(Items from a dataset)
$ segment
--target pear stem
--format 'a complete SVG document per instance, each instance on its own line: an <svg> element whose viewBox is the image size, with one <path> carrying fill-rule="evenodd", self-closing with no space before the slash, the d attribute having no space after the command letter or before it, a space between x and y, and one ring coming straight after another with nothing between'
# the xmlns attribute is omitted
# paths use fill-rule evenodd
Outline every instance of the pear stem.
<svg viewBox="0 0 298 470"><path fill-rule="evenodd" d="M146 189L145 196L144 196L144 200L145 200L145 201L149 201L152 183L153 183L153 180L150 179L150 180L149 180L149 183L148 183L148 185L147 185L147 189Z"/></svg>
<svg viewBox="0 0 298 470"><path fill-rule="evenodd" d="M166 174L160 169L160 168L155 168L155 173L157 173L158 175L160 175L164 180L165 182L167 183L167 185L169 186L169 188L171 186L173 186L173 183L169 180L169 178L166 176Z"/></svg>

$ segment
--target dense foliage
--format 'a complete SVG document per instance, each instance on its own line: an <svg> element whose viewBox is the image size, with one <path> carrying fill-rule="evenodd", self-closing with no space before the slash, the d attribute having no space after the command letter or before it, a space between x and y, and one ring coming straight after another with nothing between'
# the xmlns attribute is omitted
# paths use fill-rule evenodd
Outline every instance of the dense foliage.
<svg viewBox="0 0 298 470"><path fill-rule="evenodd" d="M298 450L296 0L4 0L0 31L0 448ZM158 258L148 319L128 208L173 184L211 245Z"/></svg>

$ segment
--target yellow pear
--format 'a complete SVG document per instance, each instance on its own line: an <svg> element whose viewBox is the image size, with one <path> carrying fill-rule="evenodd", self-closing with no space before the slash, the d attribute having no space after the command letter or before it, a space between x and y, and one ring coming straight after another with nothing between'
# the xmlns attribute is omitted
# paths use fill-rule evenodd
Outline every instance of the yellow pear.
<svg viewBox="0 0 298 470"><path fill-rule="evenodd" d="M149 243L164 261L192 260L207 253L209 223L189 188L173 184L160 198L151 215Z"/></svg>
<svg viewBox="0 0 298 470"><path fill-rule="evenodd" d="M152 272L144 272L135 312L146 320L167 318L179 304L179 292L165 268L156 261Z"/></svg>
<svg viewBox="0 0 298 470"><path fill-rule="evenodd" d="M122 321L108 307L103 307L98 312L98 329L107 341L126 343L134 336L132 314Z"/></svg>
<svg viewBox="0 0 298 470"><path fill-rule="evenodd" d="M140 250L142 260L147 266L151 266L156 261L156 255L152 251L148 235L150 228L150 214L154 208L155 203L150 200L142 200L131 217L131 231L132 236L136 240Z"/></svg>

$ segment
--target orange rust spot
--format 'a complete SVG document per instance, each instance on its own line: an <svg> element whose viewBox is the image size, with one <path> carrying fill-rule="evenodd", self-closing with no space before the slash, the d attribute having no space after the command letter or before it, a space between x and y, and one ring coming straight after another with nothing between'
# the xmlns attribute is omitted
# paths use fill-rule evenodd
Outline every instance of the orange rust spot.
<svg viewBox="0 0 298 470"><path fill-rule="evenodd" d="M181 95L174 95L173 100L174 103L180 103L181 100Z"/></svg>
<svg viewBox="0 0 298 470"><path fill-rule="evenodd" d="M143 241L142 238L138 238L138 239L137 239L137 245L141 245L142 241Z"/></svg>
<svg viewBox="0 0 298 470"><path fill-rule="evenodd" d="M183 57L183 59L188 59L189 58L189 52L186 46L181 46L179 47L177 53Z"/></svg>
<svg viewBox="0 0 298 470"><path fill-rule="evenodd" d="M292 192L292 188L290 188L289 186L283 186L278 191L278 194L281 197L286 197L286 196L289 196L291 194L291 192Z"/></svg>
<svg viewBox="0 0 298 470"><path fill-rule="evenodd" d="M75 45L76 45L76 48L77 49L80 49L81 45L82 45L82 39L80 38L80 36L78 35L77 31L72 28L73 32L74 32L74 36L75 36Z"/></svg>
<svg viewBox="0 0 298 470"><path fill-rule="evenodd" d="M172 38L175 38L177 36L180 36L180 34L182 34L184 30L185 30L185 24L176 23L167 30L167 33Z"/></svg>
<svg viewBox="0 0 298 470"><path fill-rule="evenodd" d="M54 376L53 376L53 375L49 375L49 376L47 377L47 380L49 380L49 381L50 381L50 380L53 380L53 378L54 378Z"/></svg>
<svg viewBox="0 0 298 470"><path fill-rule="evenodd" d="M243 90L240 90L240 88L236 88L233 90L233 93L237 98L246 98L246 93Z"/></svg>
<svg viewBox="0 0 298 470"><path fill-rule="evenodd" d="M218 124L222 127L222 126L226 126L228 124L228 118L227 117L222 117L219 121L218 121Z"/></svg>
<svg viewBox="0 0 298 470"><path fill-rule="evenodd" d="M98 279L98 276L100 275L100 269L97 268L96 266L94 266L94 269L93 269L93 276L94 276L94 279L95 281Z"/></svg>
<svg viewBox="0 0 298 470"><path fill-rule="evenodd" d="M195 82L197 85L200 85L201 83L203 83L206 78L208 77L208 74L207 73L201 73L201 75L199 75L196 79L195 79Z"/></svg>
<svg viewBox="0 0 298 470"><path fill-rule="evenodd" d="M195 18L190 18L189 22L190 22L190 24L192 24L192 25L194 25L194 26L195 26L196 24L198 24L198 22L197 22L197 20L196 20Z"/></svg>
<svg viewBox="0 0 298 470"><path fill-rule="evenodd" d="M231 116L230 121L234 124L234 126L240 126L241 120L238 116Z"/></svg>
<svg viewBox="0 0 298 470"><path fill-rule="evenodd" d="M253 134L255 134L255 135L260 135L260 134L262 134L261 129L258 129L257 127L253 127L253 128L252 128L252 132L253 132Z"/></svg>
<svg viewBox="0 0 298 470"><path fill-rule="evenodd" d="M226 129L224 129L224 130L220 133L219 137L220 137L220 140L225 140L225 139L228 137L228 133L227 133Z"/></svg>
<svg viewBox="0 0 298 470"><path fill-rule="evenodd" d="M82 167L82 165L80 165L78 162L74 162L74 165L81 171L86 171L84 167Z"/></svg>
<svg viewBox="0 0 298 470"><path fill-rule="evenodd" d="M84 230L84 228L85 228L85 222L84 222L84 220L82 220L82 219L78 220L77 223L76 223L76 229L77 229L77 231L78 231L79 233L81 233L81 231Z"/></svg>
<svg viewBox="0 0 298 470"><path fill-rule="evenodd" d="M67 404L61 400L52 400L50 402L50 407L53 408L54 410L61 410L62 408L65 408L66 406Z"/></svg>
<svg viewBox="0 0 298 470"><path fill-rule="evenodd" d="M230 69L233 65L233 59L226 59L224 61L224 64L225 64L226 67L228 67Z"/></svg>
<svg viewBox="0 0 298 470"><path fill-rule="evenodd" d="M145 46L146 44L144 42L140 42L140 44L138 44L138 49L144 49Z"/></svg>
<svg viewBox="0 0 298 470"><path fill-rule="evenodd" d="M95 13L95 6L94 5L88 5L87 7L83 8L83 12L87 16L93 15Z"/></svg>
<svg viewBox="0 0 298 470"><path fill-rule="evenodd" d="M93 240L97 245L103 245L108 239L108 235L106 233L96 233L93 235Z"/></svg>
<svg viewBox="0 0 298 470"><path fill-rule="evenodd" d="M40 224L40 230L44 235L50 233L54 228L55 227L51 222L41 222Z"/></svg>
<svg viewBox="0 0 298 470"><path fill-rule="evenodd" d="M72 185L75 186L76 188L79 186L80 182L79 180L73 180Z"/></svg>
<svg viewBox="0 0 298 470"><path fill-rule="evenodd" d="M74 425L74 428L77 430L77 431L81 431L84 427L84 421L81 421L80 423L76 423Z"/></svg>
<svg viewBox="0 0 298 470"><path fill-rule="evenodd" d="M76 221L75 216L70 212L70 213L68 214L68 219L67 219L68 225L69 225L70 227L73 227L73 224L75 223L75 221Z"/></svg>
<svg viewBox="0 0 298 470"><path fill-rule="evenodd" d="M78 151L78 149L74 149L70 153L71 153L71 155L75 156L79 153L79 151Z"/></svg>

> WHAT YOU NEED TO DO: Look through the records and gather each line with the word "target".

> EXPECTED ANSWER:
--target pear stem
--target dense foliage
--target yellow pear
--target orange rust spot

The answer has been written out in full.